▶ **Problema**
No trecho sobre os personagens de Itabuna, com que nome foi batizado o personagem conhecido como Jipe?

▶ **Trecho da página**

No meu tempo de menino – e já vão muitos anos – Itabuna convivia com seus
personagens, muitos deles tinham as ruas como residência e em locais fixos, em baixo de
marquises seguras ou local melhor para mendigarem. Outros, vinham diariamente de
cidades próximas, e outro grupo residiam com seus familiares, mas ganhavam as ruas e
também eram motivos de gozações.
Um deles era o Jipe, com certidão de nascimento e batizado com o nome de Afrânio
Batista Queiroz, que se caracterizava de Jeep Willys. Sim, isso mesmo, e com o que tinha
de melhor entre os acessórios para equipar esses veículos, que eram os mais vendidos por
ter estrutura para enfrentar as piores estradas. E revestido intelectualmente por dentro, e
acessoriamente por fora de jeep, percorria ruas e estradas de Itabuna e região.

Trechos do conjunto de dados:
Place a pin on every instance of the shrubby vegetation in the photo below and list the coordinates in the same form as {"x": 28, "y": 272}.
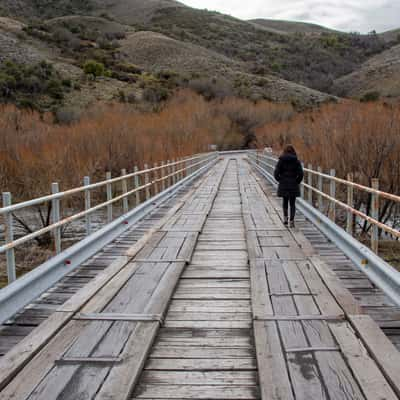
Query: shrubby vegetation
{"x": 362, "y": 138}
{"x": 34, "y": 152}
{"x": 32, "y": 86}
{"x": 312, "y": 60}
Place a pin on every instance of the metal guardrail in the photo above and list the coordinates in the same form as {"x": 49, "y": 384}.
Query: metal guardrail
{"x": 378, "y": 271}
{"x": 30, "y": 286}
{"x": 153, "y": 180}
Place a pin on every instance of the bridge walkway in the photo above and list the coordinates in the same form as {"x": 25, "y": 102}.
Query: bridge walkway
{"x": 217, "y": 301}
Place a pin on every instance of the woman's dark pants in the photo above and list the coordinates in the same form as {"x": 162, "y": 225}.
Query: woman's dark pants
{"x": 292, "y": 201}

▶ **Resposta do exercício**
Afrânio Batista Queiroz.